■ Requirement
Copy every line below that contains the word "grass", matching case exactly.

■ Data for this task

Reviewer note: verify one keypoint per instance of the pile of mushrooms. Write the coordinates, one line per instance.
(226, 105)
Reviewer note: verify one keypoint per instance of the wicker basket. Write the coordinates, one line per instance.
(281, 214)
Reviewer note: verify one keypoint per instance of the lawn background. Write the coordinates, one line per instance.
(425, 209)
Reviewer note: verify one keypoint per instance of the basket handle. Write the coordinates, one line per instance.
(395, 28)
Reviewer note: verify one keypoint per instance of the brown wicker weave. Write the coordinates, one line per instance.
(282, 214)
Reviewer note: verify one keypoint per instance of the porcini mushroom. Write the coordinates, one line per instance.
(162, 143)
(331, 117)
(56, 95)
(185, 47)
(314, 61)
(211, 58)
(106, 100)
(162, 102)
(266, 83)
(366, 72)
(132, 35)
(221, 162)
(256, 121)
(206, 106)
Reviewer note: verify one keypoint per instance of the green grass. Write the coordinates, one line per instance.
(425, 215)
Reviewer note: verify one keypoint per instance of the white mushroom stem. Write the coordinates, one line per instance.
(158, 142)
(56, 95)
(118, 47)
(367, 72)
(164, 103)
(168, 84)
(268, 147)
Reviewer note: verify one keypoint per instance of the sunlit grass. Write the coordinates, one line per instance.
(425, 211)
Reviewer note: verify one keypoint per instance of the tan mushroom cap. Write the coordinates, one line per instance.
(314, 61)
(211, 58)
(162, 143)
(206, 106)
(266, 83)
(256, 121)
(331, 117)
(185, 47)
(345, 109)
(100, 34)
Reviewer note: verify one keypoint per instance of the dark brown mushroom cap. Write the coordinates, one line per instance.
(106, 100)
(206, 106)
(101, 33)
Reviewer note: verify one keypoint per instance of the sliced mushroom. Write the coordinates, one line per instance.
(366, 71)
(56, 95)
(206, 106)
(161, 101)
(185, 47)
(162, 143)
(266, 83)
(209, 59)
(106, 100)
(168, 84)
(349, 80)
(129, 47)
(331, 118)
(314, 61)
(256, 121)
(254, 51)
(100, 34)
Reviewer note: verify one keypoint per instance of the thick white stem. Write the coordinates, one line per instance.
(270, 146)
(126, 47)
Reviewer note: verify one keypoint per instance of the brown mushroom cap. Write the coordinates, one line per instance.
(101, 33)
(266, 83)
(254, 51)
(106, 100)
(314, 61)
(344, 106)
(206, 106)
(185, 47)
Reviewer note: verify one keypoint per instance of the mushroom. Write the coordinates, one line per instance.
---
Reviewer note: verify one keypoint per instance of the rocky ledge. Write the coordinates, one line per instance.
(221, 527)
---
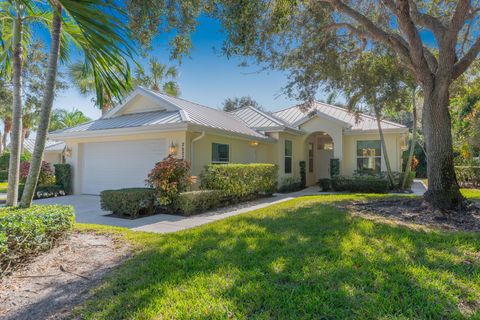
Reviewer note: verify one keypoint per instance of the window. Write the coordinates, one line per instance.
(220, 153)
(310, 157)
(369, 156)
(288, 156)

■ Task solution
Reviewer note: verify one keypoint per instance of the green grass. Write the coordinates, one line per instance.
Reviewer note: verify one keypoint per instance of the sunlit grass. Write the coordinates, one line per instance.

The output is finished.